## Required work
Without any images, write the data out exactly as it appears.

## Data to use
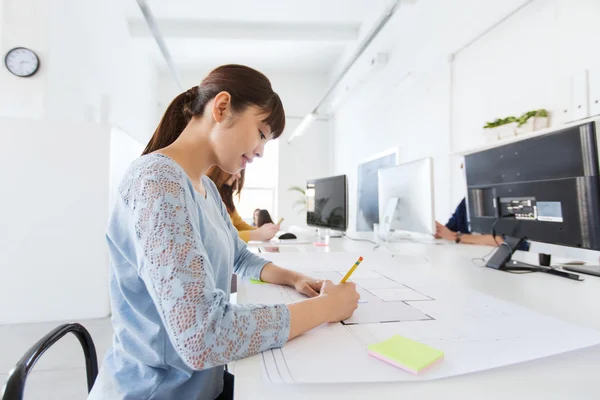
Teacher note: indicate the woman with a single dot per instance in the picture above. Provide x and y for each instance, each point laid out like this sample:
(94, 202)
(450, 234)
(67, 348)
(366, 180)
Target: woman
(255, 217)
(457, 230)
(230, 185)
(264, 218)
(173, 250)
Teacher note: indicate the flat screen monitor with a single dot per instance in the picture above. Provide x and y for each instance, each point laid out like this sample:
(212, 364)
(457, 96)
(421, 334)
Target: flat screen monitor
(412, 185)
(545, 188)
(367, 212)
(327, 203)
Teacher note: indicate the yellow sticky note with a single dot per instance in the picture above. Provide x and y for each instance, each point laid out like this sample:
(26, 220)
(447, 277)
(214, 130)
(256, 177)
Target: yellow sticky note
(257, 282)
(405, 353)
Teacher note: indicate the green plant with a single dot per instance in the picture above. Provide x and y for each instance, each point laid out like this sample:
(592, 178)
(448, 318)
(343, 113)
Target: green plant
(521, 120)
(500, 122)
(536, 113)
(300, 204)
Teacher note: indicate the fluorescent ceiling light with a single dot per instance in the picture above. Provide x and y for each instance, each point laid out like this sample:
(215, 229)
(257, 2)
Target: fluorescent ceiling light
(304, 124)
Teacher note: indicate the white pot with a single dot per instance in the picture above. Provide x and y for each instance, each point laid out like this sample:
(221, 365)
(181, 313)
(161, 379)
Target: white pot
(506, 130)
(533, 124)
(491, 135)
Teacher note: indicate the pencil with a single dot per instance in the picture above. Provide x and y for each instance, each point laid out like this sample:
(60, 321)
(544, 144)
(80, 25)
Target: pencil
(356, 264)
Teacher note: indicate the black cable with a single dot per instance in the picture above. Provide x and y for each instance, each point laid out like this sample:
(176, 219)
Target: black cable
(484, 257)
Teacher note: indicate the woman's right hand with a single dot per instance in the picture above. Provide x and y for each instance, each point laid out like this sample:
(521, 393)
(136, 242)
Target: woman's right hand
(343, 299)
(267, 232)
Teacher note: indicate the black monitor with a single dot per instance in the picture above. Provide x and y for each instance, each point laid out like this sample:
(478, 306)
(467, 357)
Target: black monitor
(327, 203)
(545, 188)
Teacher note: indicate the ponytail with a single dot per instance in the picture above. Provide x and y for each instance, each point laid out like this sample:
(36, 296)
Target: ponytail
(178, 115)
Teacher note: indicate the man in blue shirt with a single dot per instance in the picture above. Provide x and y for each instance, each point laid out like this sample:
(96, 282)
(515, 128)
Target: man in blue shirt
(457, 230)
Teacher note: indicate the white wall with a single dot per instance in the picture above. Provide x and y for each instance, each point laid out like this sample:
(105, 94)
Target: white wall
(54, 209)
(124, 149)
(432, 106)
(307, 157)
(90, 68)
(521, 65)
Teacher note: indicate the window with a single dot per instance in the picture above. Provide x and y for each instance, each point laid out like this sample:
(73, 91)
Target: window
(260, 186)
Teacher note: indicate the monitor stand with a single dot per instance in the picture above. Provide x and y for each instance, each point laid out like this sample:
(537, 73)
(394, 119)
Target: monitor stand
(401, 236)
(323, 233)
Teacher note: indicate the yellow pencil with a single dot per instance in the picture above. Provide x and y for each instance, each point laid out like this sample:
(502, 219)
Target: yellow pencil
(356, 264)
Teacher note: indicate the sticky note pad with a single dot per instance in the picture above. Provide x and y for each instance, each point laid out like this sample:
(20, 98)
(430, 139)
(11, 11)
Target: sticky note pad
(405, 353)
(256, 281)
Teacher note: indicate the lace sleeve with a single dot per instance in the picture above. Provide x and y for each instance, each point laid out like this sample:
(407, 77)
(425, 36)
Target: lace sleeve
(205, 329)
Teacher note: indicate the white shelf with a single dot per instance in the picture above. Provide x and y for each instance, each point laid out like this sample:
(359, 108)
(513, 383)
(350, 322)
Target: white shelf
(518, 138)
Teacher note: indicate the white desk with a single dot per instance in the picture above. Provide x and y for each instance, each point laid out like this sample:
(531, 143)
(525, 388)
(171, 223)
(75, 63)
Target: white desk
(574, 375)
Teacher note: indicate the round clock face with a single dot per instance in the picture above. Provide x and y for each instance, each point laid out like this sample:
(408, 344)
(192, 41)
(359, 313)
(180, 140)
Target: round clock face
(22, 62)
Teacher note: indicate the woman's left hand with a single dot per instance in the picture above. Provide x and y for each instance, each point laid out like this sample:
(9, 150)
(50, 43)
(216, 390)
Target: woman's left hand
(307, 286)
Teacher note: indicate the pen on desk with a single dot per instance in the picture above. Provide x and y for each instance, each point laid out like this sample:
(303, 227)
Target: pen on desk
(356, 264)
(564, 274)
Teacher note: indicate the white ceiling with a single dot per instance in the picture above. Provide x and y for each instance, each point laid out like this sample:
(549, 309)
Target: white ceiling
(270, 35)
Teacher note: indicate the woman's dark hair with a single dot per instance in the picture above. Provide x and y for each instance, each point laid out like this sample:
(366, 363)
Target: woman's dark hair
(263, 218)
(220, 178)
(246, 86)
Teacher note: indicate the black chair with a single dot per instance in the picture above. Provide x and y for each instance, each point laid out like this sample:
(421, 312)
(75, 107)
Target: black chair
(15, 385)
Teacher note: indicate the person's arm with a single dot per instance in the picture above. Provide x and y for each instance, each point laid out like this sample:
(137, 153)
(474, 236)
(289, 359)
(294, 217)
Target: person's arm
(486, 240)
(204, 328)
(239, 223)
(244, 230)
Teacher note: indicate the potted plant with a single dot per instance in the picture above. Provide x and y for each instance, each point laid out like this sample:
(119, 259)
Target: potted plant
(532, 121)
(500, 128)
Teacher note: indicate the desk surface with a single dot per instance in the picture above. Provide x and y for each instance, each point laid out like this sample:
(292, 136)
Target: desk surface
(570, 375)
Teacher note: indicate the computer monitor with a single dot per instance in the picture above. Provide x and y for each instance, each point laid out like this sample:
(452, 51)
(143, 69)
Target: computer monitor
(327, 203)
(545, 188)
(367, 207)
(412, 185)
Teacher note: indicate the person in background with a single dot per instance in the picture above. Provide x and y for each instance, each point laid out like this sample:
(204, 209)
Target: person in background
(263, 218)
(230, 185)
(255, 217)
(173, 250)
(457, 230)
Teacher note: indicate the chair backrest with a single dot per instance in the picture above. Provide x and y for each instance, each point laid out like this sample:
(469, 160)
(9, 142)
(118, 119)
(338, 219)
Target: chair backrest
(15, 385)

## Response area
Teacher note: indicate the woman with a single dot per instance in the picture above. Provide x and y for each instance, each point laid out like this sample:
(94, 202)
(450, 234)
(67, 348)
(366, 180)
Target: woman
(255, 217)
(457, 230)
(230, 185)
(264, 218)
(173, 250)
Teacher note: indicate the flat screen monitor with a single dot per instance in the picture above. Provide x and y for each instance, each point laid out like this sample:
(212, 364)
(457, 96)
(421, 334)
Target: flat screen monitor
(412, 185)
(545, 188)
(367, 212)
(327, 203)
Teacher note: indicate the yellow sticky note with a single dot per instance in the picture above. Provide x and y for each instance, each point laid out like this sample:
(26, 220)
(447, 277)
(214, 130)
(256, 177)
Target: yellow sticky note
(257, 282)
(405, 353)
Teacher note: indicate the green plant with a single dot per instance in the picture above. Provide x and y for each instance, each point laid out like this sample:
(592, 178)
(448, 318)
(343, 113)
Target: green plant
(521, 120)
(500, 122)
(536, 113)
(300, 204)
Teacher note: indicate the fluorescent ceiling light with a single dot per instance in the picture above. Provide x and y for each instance, each point laid out like this sample:
(215, 229)
(257, 2)
Target: fluorescent ceiling light
(304, 124)
Teacher note: indicate the white pot with a single dot per instance in the picture above. Provide x and y for each instance, each point laid out like this sample:
(221, 365)
(181, 313)
(161, 379)
Target: white pot
(506, 130)
(533, 124)
(491, 135)
Teacher note: indicate the pencil with a single dot per instance in the picture above. Provide x and y for each instance, each point laid out like this sample:
(60, 321)
(544, 144)
(80, 25)
Target: pencil
(356, 264)
Teacher note: indicate the black cable with a single dot per instance in the picture above. Provide x and y for each instance, each point laid out like this sample:
(176, 219)
Target: black cable
(484, 257)
Teacher note: indicate the woman's right hand with a single dot per instance in the picture above. Provide x and y for each instance, each point laid out like this sample:
(521, 393)
(136, 242)
Target: woman's right hand
(343, 299)
(267, 232)
Teacher note: indicate the black monitor with a single dot per instance in the picture above. Provide x and y for each instance, each point laid out like this sample:
(478, 306)
(467, 357)
Target: black monitor
(327, 203)
(545, 188)
Teacher note: indicate the ponytail with a single dot per instance in the picture above. Provide x and y for each instance, each point laid out like this sample:
(36, 296)
Target: ponytail
(178, 115)
Teacher note: indicate the man in blue shirt with a single dot per instance in the picture above. Provide x and y for each instance, each point laid out like this sample:
(96, 282)
(515, 128)
Target: man in blue shirt
(457, 230)
Teacher note: indicate the white wall with a single dot per instance in the picture above. Provide x and y for each instance, each point laid out like this sample:
(105, 94)
Target: white wall
(54, 209)
(124, 149)
(432, 106)
(307, 157)
(90, 68)
(521, 65)
Teacher note: indicate the window with a single dot per instance in the picture above. Provide x and y for each instance, each point laid out like this sample:
(73, 91)
Target: window
(260, 186)
Teacher note: indicate the monitor stand with a single dot per instance in the picture above. Provide x and y for each instance, each point laid out like this sample:
(537, 73)
(394, 119)
Target: monitor stand
(401, 236)
(323, 233)
Teacher note: indicate the yellow pencil with a single dot per instance in the picture above. Provide x and y for each instance, each point laid out like this sample:
(502, 219)
Target: yellow pencil
(356, 264)
Teacher note: indicate the sticky note pad with a single dot per instance in the picture above. Provide x and y for each instance, each point laid out like this sample:
(20, 98)
(430, 139)
(11, 11)
Target: sticky note pad
(405, 353)
(256, 281)
Teacher note: indicate the lace sleeve with a single dot per instance in the picture above. Provide x and y for each instance, each point laid out like this sample:
(407, 77)
(425, 36)
Target: lace sleeve
(205, 329)
Teacher note: indicate the white shelf with a single dot per instance in the picture above. Provide x and y for each instance, each point laid out like this sample:
(359, 108)
(513, 383)
(350, 322)
Target: white shelf
(518, 138)
Teacher note: indicate the white desk with a single dot per instance in the picture above. Provide x and y for each instance, each point laid out like this sample:
(531, 143)
(525, 388)
(171, 223)
(75, 63)
Target: white desk
(574, 375)
Teacher note: indicate the round clock face with a single dot per instance in the picture above. Provide x and y for each instance, each point laid out like this sample:
(408, 344)
(192, 41)
(359, 313)
(180, 140)
Target: round clock face
(22, 62)
Teacher note: indicate the woman's left hand with a single dot per instance in the picture above. Provide x and y for each instance, each point laid out like this sample:
(9, 150)
(50, 43)
(216, 390)
Target: woman's left hand
(307, 286)
Teacher note: indicate the pen on desk with a single dot per instance in the picture above. Provide x and y for each instance, each point laid out like this sample:
(303, 227)
Target: pen on desk
(356, 264)
(564, 274)
Teacher note: indicate the white ceiling with a single dot per instance in the picture above. Provide x and y for each instance, each point laid out like this sample:
(549, 309)
Target: white ceiling
(270, 35)
Teacher note: indicate the woman's dark hair with a single dot per instance in the picture above. Provide x and y for each instance, each point laid out like this sample:
(366, 363)
Target: woman's dark hair
(263, 218)
(220, 178)
(246, 86)
Teacher note: indicate the black chair with a single dot per instance in the picture above. Provide x and y for each instance, each point laid out like this sample:
(421, 312)
(75, 107)
Target: black chair
(15, 385)
Teacher note: indicate the person's arm with a single dot per instance in the picture above. Provide x and y for each instance, each point laid out like this sample:
(137, 153)
(474, 236)
(289, 359)
(294, 217)
Target: person's arm
(486, 240)
(204, 328)
(239, 223)
(244, 230)
Teacher note: indicate the potted plant with a single dot per instance in the picture above. Provide x and y for each instance, each point laid out like this sample:
(119, 259)
Target: potted plant
(532, 121)
(500, 128)
Teacher note: indicate the desk surface with a single dot per instance in the picture above. Provide x and y for each instance, each point laid out like this sample:
(292, 136)
Target: desk surface
(570, 375)
Teacher note: indicate the computer monitor with a single dot per instance in the picture above. Provide x and y for each instance, each point laid out like this sample:
(452, 51)
(143, 69)
Target: computer monitor
(327, 203)
(545, 188)
(367, 207)
(412, 185)
Teacher note: indicate the person in background with a single dot per instance in the picture above. Provide x and y for each instance, each point laid out like this sample:
(204, 209)
Target: person in background
(263, 218)
(230, 185)
(255, 217)
(173, 250)
(457, 230)
Teacher note: indicate the chair backrest with a single dot per instance in the picture above. Provide x and y for each instance, each point laid out like this sample:
(469, 160)
(9, 142)
(118, 119)
(338, 219)
Target: chair backrest
(15, 385)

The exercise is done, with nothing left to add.